Quoted passage:
* START *
[Python-Dev] str.dedent

Ian Bicking ianb at colorstudy.com
Sun Nov 13 03:00:42 CET 2005


Noam Raphael wrote:
> Sorry, I didn't mean to mislead. I wrote "easily" - I guess using the
> current textwrap.dedent isn't really hard, but still, writing:
> 
> import textwrap
> ...
> 
>     r = some_func(textwrap.dedent('''\
>                                   line1
>                                   line2'''))
> 
> Seems harder to me than simply
> 
>     r = some_func('''\
>                   line1
>                   line2'''.dedent())

I think a better argument for this is that dedenting a literal string is
more of a syntactic operation than a functional one.  You don't think
"oh, I bet I'll need to do some dedenting on line 200 of this module, I
better import textwrap".  Instead you start writing a long string
literal once you get to line 200.  You can do it a few ways:

  some_func("line1\nline2")
  some_func("line1\n"
            "line2")
  some_func("""\
line1
line2""")
  # If nice whitespace would be pretty but not required:
  some_func("""
            line1
            line2""")

I often do that last one with HTML and SQL.
* END *
Requirements:
(a) According to the str.dedent mailing-list post, which two kinds of content does its author often write using the last string style shown?
(b) In the records, copy out the lines starting with the line that contains "outline blue sky" and ending with the line that contains "[[[84,49],[65,41],[102,32],[186,33],[186,0],[0,0],[0,48]]]". Include both of those lines.
The mailing-list post and the records are unrelated to each other.

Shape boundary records
* START *
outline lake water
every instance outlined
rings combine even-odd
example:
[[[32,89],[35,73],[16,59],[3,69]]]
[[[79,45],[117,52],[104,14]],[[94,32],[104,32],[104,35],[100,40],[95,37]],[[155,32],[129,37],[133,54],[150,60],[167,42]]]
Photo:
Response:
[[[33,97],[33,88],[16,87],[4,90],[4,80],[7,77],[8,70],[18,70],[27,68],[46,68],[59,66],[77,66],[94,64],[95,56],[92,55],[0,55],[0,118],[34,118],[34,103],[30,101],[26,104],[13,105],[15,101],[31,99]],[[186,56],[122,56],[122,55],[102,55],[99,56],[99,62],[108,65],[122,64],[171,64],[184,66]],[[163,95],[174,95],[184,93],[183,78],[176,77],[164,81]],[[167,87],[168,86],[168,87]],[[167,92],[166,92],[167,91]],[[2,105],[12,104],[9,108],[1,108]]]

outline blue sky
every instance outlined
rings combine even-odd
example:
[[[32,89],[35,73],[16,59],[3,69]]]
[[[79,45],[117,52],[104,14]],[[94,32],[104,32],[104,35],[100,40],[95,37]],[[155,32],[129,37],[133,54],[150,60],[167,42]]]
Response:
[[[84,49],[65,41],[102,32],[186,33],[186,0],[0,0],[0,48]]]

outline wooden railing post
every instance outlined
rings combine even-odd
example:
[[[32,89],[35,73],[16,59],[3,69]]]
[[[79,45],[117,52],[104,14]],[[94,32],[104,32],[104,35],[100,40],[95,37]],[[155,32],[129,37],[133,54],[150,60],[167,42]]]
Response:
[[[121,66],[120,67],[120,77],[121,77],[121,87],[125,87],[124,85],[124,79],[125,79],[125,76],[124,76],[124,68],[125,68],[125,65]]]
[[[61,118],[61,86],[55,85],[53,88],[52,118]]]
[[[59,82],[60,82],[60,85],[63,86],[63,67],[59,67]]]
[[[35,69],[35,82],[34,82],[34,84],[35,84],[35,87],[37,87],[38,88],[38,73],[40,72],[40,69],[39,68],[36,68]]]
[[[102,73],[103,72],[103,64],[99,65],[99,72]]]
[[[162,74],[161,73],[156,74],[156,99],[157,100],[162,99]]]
* END *
Answer set:
(a) HTML and SQL.

(b)
outline blue sky
every instance outlined
rings combine even-odd
example:
[[[32,89],[35,73],[16,59],[3,69]]]
[[[79,45],[117,52],[104,14]],[[94,32],[104,32],[104,35],[100,40],[95,37]],[[155,32],[129,37],[133,54],[150,60],[167,42]]]
Response:
[[[84,49],[65,41],[102,32],[186,33],[186,0],[0,0],[0,48]]]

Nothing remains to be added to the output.